### [What is required]
The listing below is to be copied in full, line by line.
--*--
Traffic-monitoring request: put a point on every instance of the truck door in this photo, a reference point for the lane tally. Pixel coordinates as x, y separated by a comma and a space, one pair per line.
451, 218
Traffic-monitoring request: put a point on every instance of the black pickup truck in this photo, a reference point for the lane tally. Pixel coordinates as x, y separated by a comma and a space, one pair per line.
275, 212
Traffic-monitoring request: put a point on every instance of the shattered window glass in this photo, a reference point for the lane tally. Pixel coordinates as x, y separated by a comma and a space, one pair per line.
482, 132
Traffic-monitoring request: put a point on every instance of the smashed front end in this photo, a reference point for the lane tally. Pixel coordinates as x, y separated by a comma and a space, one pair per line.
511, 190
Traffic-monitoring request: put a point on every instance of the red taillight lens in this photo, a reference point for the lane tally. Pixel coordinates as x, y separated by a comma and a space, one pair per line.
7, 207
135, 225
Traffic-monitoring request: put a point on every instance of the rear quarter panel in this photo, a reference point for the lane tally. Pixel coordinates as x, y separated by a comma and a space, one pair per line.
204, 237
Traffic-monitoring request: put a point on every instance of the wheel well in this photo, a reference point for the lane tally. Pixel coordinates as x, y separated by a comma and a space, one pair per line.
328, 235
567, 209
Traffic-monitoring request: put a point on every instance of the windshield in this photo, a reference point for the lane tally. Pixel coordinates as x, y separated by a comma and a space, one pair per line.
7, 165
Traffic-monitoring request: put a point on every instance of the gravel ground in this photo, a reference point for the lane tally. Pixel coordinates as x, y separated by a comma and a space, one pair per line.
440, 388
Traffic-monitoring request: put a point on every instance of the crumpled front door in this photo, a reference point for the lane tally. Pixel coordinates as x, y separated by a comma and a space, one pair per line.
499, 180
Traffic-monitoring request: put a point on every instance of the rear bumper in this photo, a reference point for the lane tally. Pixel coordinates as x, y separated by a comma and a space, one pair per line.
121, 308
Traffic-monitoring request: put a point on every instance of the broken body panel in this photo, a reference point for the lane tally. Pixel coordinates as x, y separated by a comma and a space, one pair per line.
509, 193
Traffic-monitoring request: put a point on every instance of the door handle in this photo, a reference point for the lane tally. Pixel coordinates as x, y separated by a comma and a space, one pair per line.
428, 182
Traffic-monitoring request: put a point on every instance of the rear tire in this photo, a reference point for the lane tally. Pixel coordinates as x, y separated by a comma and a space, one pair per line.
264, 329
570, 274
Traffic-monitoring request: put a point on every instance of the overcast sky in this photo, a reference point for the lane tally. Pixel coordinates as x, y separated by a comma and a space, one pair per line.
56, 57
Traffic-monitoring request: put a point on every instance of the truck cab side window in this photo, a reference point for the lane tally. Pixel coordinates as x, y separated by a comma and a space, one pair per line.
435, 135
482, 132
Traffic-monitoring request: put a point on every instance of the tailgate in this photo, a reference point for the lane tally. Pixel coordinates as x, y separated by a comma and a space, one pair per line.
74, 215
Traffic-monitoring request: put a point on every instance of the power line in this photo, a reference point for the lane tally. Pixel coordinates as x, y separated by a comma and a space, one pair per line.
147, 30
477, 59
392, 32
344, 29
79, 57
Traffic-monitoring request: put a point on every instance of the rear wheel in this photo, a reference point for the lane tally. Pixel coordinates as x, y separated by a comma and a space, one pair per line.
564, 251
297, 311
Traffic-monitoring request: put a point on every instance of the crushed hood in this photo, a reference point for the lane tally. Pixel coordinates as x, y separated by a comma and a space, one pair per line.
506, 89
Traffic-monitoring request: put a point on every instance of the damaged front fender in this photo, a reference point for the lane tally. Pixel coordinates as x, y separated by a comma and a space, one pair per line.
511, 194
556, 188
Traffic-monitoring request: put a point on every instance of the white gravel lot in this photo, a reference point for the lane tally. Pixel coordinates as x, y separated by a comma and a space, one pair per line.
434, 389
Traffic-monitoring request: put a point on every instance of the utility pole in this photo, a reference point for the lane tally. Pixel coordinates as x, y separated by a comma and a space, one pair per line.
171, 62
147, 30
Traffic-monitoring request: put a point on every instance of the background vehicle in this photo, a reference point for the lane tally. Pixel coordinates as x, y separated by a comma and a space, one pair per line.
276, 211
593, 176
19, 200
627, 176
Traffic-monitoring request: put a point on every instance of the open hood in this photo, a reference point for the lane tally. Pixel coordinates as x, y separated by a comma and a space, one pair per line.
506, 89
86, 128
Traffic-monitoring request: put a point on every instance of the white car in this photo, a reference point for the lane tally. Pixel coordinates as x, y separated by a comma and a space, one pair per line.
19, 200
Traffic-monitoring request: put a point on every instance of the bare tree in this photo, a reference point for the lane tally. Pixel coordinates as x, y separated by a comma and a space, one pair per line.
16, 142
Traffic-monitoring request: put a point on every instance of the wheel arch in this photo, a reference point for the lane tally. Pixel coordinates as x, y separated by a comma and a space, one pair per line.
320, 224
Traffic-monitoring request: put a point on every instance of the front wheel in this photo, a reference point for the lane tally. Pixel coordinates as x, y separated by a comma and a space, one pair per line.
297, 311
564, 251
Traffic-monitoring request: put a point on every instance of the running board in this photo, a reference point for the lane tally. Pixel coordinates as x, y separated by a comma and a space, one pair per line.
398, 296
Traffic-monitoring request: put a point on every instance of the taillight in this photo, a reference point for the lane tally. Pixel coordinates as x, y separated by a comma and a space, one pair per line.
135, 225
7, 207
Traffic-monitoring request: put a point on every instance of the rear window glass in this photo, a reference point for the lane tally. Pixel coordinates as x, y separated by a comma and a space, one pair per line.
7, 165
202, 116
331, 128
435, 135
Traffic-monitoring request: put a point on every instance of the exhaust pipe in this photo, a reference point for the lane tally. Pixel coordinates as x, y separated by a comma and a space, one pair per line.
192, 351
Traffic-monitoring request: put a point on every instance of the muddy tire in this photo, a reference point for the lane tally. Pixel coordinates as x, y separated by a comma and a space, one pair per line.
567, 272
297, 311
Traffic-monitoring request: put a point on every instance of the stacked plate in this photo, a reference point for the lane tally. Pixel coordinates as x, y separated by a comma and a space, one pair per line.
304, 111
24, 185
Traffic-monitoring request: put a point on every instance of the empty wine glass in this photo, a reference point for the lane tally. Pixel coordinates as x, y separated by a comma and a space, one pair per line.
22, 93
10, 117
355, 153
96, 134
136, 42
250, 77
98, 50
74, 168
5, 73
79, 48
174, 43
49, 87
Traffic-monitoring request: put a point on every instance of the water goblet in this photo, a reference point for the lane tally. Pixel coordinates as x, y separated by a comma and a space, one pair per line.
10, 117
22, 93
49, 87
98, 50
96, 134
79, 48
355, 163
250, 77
--*--
### [Task answer]
Traffic-monitoring request: put a point on every instance of the truck door in this photo, a reference point for the lane tally. Pixel coordinates as x, y separated by a comma and a space, one pair per line.
451, 218
Traffic-monitoring request: put a point on every instance of the black pickup truck in this photo, a reference point for the lane tally. Pixel coordinates as x, y separated by a comma and a space, one pair per line.
275, 212
Traffic-monitoring request: put a point on every instance of the shattered window glass in this photo, a reference point for the lane tally. Pixel coordinates as x, y separated by a comma and a space, one pair per line.
482, 132
Traffic-monitoring request: put a point on every instance of the smashed front end in this photo, a reference point for the lane tally. Pixel coordinates as x, y separated by a comma and a space, one pair per line.
511, 190
Traffic-monitoring request: put a point on every instance of the red taillight lens in this photo, a reference point for the lane tally. Pixel coordinates as x, y separated by a comma and a space, one pair per line.
7, 207
135, 225
Traffic-monitoring request: put a point on every instance of the rear quarter panel in this photo, a reference point for the lane tally. Pixel coordinates as x, y separated by a comma and a space, one pair per line.
204, 237
Traffic-monitoring request: put a point on every instance of the wheel well in this photo, a reference point for the lane tally. Pixel coordinates as x, y separated by a comma and a space, one pair per line.
328, 235
567, 209
Traffic-monitoring request: put a point on every instance of the windshield in this photo, a reference point for the lane tally. Pixel coordinates as x, y separated by a comma and a space, one pair per line.
7, 165
Traffic-monitoring request: put a point on every instance of the gravel ground in this photo, a reference point for the lane tally. Pixel coordinates as x, y separated by a comma and a space, one pair per line.
440, 388
Traffic-monitoring request: put a point on every instance of the crumpled front door in this photo, a reference point for the lane tally. Pixel coordinates as x, y separated by a comma and a space, one pair per line.
499, 180
Traffic-monitoring request: put a point on every instance of the rear bumper in this photo, a reference point for the lane tally. Pixel coordinates as x, y separated by a comma and a space, one pair per line.
121, 308
Traffic-monitoring request: put a point on every instance of the broken body panel in this photo, a reference point for the lane tally. Pixel coordinates as x, y separated by a comma and a space, one pair per line.
509, 193
Traffic-monitoring request: put a point on every instance of the door handle in this photo, a reference point for the lane tally. Pixel coordinates as x, y separated by a comma and a space, one pair per line.
428, 182
Traffic-monitoring request: put a point on every instance of the rear tire in this photo, a reference point for the lane tally. Pixel coordinates as x, y separated by a comma and a space, one pair per line.
264, 329
570, 274
Traffic-monitoring request: put a point on every instance of the overcast sky in this photo, a reference point for the lane tally. Pixel coordinates as x, y separated by a comma and a space, one pair per line.
56, 57
Traffic-monitoring request: put a point on every instance of the truck cab side window in this photo, a reference point for the lane tally. Pixel coordinates as x, y separated by a comma and a space, one pair per line.
435, 135
482, 132
Traffic-monitoring request: put a point on every instance of the tailgate in this photo, a reference point for the lane tally. Pixel coordinates as x, y separated by a comma and a space, one pair per line.
74, 215
Traffic-monitoring request: put a point on every instance of the power line in this photo, a reference point for the lane tally. Pixel coordinates as x, y separated by a comma and a space, one pair per line.
147, 30
477, 59
392, 32
344, 29
79, 57
Traffic-monitoring request: put a point on every instance of the rear wheel in this photo, a reference point for the lane tally. Pixel coordinates as x, y separated by a comma and a space, one pair per line.
564, 251
297, 311
Traffic-monitoring request: put a point on every instance of the crushed hood in this photo, a reference point for the lane tally. Pixel coordinates as x, y separated by a comma and a space, one pair per line.
506, 89
Traffic-monitoring request: put a point on every instance of the damaged front fender in this photo, a reference point for the lane tally. Pixel coordinates as x, y separated by a comma and a space, one pair per line.
511, 194
556, 188
Traffic-monitoring request: put a point on every instance of the white gravel lot in this photo, a reference point for the lane tally. Pixel coordinates as x, y separated by a comma and a space, one pair per line.
434, 389
Traffic-monitoring request: put a point on every instance of the utility pole in this photo, a reference point for the lane tally. Pixel coordinates as x, y separated by a comma and a space, one pair per line.
171, 62
147, 30
Traffic-monitoring request: put a point on every instance of the background vehicle in this photo, a reference point for the lane tally. Pixel coordinates as x, y separated by a comma and a space, one pair per line.
276, 211
593, 176
19, 200
627, 176
Traffic-monitoring request: put a point on every instance of the open hood in this photo, a reference point for the lane tally. Pixel coordinates as x, y separated by a comma and a space, one pair per line.
506, 89
86, 128
Traffic-monitoring request: put a point on every instance of the white car in this photo, a reference point for the lane tally. Pixel coordinates as x, y separated by a comma and a space, one pair per line.
19, 200
Traffic-monitoring request: put a point on every instance of the bare tree in this photo, a reference point for the lane tally. Pixel coordinates as x, y separated by a comma and a space, one pair per line.
16, 142
Traffic-monitoring request: put a point on every instance of the wheel arch in this photo, a reference point for the lane tally. Pixel coordinates as x, y separated by a comma and a space, one pair per line.
320, 224
Traffic-monitoring request: put a point on every instance of the front wheel in this photo, a reference point for the lane tally. Pixel coordinates as x, y separated by a comma and a space, one pair per line.
297, 311
564, 251
Traffic-monitoring request: put a point on every instance of the running board in this photo, a reference point for the lane tally. Pixel coordinates as x, y separated by a comma and a space, one pair per line.
398, 296
Traffic-monitoring request: put a point on every instance of the taillight in this photo, a reference point for the lane tally. Pixel coordinates as x, y separated by a comma and a space, one pair per line.
135, 225
7, 207
Traffic-monitoring request: put a point on every instance of the rear window glass in this photo, a reference point for the lane tally. Pixel coordinates as x, y separated by a comma and a space, one pair per line.
7, 165
202, 116
331, 128
435, 135
Traffic-monitoring request: put a point on every instance of the exhaust pipe in this photo, a reference point for the lane tally. Pixel coordinates as x, y separated by a comma and a space, one pair per line.
192, 351
Traffic-monitoring request: put a point on every instance of the muddy tire in this photo, a reference point for the lane tally. Pixel coordinates as x, y separated by a comma and a space, one pair per line.
567, 272
297, 311
Traffic-monitoring request: put a point on every instance of the stacked plate in this photo, a reference point for the lane tally. Pixel coordinates as x, y separated by a comma and a space, one pair per line.
304, 111
24, 185
Traffic-monitoring request: put a point on every instance of the empty wine glass in this photo, a reference point for the lane tally. Pixel coordinates as x, y separated by a comma and a space, one pair per line.
22, 93
10, 117
355, 153
96, 134
136, 42
250, 77
98, 50
74, 168
5, 73
79, 48
174, 43
49, 87
Traffic-monitoring request: put a point on every instance of the water goblet in this photo, a reference point for the lane tally. Pixel coordinates as x, y separated by a comma and a space, one pair per line.
10, 117
22, 93
49, 87
98, 50
96, 134
79, 48
355, 163
250, 77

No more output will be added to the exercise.